- **TASK PROMPT**:
Type every record exactly as it appears.

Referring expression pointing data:
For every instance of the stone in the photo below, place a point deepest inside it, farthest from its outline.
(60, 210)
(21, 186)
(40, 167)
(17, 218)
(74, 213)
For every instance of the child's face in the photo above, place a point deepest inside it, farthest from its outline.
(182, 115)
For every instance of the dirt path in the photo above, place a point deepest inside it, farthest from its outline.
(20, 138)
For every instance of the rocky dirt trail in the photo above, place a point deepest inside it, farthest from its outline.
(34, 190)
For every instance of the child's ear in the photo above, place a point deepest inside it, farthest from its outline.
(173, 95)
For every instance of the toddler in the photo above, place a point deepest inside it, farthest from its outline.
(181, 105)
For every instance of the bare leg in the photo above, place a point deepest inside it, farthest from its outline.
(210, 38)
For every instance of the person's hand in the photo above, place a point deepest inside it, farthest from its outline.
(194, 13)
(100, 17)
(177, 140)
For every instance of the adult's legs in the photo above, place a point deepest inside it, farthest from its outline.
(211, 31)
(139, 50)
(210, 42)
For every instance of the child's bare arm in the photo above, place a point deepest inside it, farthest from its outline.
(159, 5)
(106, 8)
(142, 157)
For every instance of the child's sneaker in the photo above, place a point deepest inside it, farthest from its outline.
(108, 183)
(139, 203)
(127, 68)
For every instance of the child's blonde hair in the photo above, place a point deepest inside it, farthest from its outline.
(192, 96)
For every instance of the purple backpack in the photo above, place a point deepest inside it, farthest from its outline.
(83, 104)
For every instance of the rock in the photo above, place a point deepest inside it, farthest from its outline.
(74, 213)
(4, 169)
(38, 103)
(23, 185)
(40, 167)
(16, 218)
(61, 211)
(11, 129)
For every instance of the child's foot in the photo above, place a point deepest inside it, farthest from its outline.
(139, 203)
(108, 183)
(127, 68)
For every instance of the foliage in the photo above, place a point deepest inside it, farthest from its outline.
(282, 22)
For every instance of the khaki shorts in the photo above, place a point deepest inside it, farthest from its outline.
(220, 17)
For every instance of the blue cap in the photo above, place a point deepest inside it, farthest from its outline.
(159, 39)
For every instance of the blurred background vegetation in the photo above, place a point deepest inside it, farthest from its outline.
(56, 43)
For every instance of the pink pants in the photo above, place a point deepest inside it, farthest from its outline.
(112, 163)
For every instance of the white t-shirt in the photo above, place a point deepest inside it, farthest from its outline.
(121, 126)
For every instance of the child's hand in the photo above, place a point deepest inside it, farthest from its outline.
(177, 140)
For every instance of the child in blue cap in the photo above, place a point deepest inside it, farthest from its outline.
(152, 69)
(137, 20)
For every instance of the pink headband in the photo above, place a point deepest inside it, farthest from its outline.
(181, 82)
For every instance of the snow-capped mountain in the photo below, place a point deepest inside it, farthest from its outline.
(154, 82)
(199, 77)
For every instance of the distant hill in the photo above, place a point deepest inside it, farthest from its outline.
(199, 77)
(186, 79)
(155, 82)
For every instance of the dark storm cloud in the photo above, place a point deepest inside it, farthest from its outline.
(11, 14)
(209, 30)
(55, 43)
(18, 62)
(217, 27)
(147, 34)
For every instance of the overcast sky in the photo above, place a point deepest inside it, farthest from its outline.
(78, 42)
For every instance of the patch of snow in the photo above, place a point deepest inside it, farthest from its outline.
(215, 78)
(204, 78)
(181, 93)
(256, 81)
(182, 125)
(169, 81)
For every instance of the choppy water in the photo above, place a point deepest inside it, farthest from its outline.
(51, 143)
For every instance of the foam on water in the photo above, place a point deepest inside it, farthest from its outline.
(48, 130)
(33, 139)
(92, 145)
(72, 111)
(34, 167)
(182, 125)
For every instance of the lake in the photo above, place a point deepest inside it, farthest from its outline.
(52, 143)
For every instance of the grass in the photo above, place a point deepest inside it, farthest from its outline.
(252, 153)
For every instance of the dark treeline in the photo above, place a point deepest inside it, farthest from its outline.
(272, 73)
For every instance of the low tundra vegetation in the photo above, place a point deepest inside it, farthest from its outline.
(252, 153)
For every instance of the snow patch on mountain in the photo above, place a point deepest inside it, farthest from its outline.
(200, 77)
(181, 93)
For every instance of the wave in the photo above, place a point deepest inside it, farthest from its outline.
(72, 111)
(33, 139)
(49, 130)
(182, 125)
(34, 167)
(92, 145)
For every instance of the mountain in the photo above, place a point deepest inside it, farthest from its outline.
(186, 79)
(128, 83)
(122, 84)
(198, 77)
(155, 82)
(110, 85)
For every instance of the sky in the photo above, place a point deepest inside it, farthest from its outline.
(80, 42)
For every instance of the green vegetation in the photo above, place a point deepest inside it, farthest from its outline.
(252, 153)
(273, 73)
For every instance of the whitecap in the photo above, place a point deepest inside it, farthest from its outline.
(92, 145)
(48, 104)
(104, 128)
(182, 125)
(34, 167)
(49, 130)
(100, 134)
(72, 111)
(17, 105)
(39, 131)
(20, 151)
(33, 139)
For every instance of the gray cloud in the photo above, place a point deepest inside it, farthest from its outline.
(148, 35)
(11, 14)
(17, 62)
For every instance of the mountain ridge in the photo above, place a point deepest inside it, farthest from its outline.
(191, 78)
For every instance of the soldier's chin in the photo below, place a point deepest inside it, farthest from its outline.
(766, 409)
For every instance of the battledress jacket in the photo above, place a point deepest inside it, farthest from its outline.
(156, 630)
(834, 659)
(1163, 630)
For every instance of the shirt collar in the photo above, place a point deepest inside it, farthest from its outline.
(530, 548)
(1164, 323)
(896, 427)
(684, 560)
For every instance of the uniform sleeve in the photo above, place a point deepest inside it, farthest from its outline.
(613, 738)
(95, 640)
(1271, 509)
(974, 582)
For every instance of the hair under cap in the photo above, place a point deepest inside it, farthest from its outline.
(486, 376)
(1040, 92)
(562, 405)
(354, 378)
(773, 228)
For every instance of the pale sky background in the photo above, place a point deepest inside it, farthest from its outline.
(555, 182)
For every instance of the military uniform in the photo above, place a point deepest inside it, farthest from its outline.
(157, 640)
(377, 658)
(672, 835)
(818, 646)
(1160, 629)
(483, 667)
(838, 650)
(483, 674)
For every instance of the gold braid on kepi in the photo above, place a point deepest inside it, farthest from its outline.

- **ANSWER SECTION**:
For every instance of the stone in the photo below, place a point deepest inside it, farthest from its outline.
(60, 210)
(21, 186)
(40, 167)
(17, 218)
(74, 213)
For every instance of the child's face in the photo above, place a point deepest inside it, farthest from its outline.
(182, 115)
For every instance of the dirt path in the photo above, place a point deepest inside it, farthest from its outline.
(20, 138)
For every instance of the rocky dirt trail in the photo above, place a point deepest inside it, farthest from its outline.
(34, 190)
For every instance of the child's ear in the photo above, place a point deepest inside it, farthest from its outline.
(173, 95)
For every instance of the toddler in the photo above, place a point deepest inside it, farthest from its outline.
(181, 105)
For every instance of the bare leg in the photo above, place a point deepest inside it, farthest from its outline.
(210, 38)
For every instance of the person's hand in the photo above, place a point deepest inside it, farthest from its outline.
(194, 13)
(100, 17)
(177, 140)
For every instance of the adult's legs in the photo above, place a point deepest inside it, farthest from its outline.
(211, 31)
(139, 50)
(210, 42)
For every instance of the child's bare arm in the photo above, place a point deepest inside it, farthest from its outline.
(159, 5)
(106, 8)
(142, 157)
For every instance of the child's sneaker in the photo above, place a point deepest inside it, farthest from its outline.
(108, 183)
(139, 203)
(127, 68)
For every instance of the child's blonde hair in the photo above, place a point deepest inside it, farthest from its outline.
(192, 96)
For every instance of the purple backpack in the photo above, place a point deepest inside it, farthest from its outline.
(83, 104)
For every instance of the rock in the photo above, place a point deepest inside it, farthest from its outline.
(74, 213)
(4, 169)
(38, 103)
(23, 185)
(40, 167)
(16, 218)
(61, 211)
(11, 129)
For every instance of the child's foot in the photo above, place a point deepest inside it, farthest from its outline.
(139, 203)
(108, 183)
(127, 68)
For every instance of the foliage in the photo above, place a point deepest inside it, farthest from its outline.
(282, 22)
For every instance of the khaki shorts in the photo above, place a point deepest inside it, farthest from its outline.
(220, 17)
For every instance of the blue cap in the photo above, place a point deepest inside it, farthest from its outline.
(159, 39)
For every instance of the blurred background vegetation in the photo above, place a point deepest inside it, farthest from its outline.
(56, 43)
For every instance of the pink pants in the photo above, place a point deepest inside it, farthest from its outline.
(112, 163)
For every instance of the white t-shirt in the photo above, place a point deepest inside it, farthest from its outline.
(121, 126)
For every instance of the child's hand in the photo above, place a point deepest inside it, farthest from its outline.
(177, 140)
For every instance of the child in blue cap in the photo above, place a point deepest inside it, farthest from its outline.
(152, 69)
(137, 20)
For every instance of the pink headband in the photo above, place a point deepest inside it, farthest from its outline.
(181, 82)
For every instance of the snow-capped mountain in the photo below, place a point deepest inside it, farthest from its outline.
(154, 82)
(199, 77)
For every instance of the distant hill in the photo above, place a point deepest inside it, farthest from its outline.
(199, 77)
(186, 79)
(155, 82)
For every instance of the dark storm cloud in the photo above, place a point deepest inside it, farthest from its outline.
(11, 14)
(209, 30)
(55, 43)
(18, 62)
(217, 27)
(147, 34)
For every instance of the overcast sky in the photo above, place a point deepest inside it, farthest from its outline.
(78, 42)
For every instance of the patch of snow in the photo above, place a point deepest inside it, farthest from its outline.
(215, 78)
(204, 78)
(181, 93)
(256, 81)
(182, 125)
(169, 81)
For every instance of the choppy water in the photo above, place a point deepest inside it, farthest from its outline.
(51, 143)
For every instance of the foam on water in the photo above, place a point deepest inside it, farthest from its outline.
(48, 130)
(33, 139)
(92, 145)
(72, 111)
(34, 167)
(182, 125)
For every instance of the lake in the photo above, place a point deepest inside it, farthest from its outline.
(52, 143)
For every instance of the grass in the photo above, place a point deepest inside it, farthest from its outline.
(252, 153)
For every instance of the dark treeline in the photo above, place a point deepest inside it, farthest from its outline.
(272, 73)
For every instance of the low tundra vegetation in the photo above, place a point deepest inside it, farthest from its outline.
(252, 153)
For every instance of the snow patch on mountain in the photo above, place a point deepest inside it, farthest from its outline.
(200, 77)
(181, 93)
For every instance of the wave in the photo above, place a point deepest inside it, farthest from its outline.
(72, 111)
(33, 139)
(49, 130)
(182, 125)
(34, 167)
(92, 145)
For every instance of the mountain in the photo above, place a point deepest inside it, farthest from its outline.
(186, 79)
(128, 83)
(122, 84)
(198, 77)
(155, 82)
(110, 85)
For every instance of the sky in the photo above, place a point deepest inside it, farthest from its outline.
(80, 42)
For every instance of the green vegetation in the photo above, place a point deepest inside it, farthest from its outline.
(252, 153)
(273, 73)
For every instance of the whitecap in the photo above, place a point deepest inside it, farthest from its outline.
(92, 145)
(48, 104)
(104, 128)
(182, 125)
(34, 167)
(49, 130)
(100, 134)
(72, 111)
(17, 105)
(39, 131)
(20, 151)
(33, 139)
For every instance of the gray cloud in the photo above, place a point deepest inside it, farthest from its outline.
(148, 35)
(11, 14)
(17, 62)
For every instance of the mountain ridge in the photo above, place a point deepest inside it, farthest from its outline.
(191, 78)
For every instance of the soldier's chin in the photo below, place a point deepest inside it, farthest from its outline.
(766, 409)
For every instance of the battledress jacket in the photo above, place a point deepest inside it, farthest from its outline.
(156, 630)
(834, 659)
(1163, 630)
For every instance of the shirt collar in the photo above, place a point deepest inside it, farthest from its outline.
(530, 548)
(1164, 323)
(896, 427)
(684, 560)
For every instance of the uniform sleeve in the photo above, place a point deepest inside it, farthest from its outline.
(613, 738)
(95, 640)
(1271, 509)
(974, 582)
For every instance of the hair under cap in the photo above, place a point deepest inside it, farthest from its outline.
(486, 376)
(1040, 92)
(562, 405)
(354, 378)
(773, 228)
For every instance of the pale sky background in the photo above, place a point deepest inside it, farthest from its outline.
(555, 182)
For every instance of the military uniform in the photo above, place a point deepest inside it, farthest from its outline.
(157, 640)
(377, 658)
(672, 835)
(818, 646)
(1160, 629)
(483, 667)
(838, 650)
(483, 674)
For every instance of the gold braid on kepi in the photo above, place a point deepest inside it, farthest from its outline.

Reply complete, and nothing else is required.